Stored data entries
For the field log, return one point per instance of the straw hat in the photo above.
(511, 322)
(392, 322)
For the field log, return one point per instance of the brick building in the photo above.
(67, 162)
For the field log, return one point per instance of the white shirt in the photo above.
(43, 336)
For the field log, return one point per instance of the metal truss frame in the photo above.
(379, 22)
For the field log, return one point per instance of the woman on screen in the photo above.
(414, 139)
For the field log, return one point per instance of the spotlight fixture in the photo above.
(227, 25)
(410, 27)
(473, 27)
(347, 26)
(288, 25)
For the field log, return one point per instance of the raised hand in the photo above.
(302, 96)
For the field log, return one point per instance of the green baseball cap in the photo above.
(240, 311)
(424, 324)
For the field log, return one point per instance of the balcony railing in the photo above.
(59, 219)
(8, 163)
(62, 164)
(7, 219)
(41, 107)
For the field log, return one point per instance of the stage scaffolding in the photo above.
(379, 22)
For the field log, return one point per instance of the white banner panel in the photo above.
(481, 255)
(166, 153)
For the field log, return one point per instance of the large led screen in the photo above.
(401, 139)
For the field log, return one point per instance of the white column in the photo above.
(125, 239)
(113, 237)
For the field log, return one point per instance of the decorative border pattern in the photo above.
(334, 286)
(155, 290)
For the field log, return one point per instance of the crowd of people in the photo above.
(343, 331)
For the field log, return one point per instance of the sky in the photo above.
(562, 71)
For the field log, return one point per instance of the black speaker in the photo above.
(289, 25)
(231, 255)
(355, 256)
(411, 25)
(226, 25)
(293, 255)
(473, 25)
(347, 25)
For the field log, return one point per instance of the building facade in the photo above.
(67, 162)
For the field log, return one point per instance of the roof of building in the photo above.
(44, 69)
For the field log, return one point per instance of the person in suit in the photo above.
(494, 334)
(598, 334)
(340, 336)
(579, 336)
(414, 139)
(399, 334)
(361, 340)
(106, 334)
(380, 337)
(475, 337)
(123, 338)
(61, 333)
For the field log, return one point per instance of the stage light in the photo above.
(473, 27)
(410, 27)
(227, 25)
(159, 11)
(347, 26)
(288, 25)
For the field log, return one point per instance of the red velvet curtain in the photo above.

What you have to do
Only what runs from the line containing "speaker in the photo above." through the final line of the entries above belongs in the answer, restated exactly.

Exercise solution
For the field log, return one point per instance of the black speaker in the photo above.
(289, 25)
(231, 255)
(355, 256)
(411, 25)
(226, 25)
(293, 255)
(473, 25)
(347, 25)
For the field log, return one point per instance of the building facade in the photo above.
(67, 162)
For the field log, return one point per instance of the roof of building in the photo above.
(44, 69)
For the field log, return one point per instance of the person in suit in the photo above.
(494, 334)
(598, 334)
(340, 336)
(579, 336)
(414, 139)
(399, 334)
(361, 340)
(106, 334)
(380, 337)
(475, 337)
(123, 338)
(61, 333)
For the field log, return one point per instance of the stage light in the photo above.
(473, 27)
(410, 27)
(227, 25)
(159, 11)
(347, 26)
(288, 25)
For the field log, return one point per instance of the red velvet curtain in the photo above.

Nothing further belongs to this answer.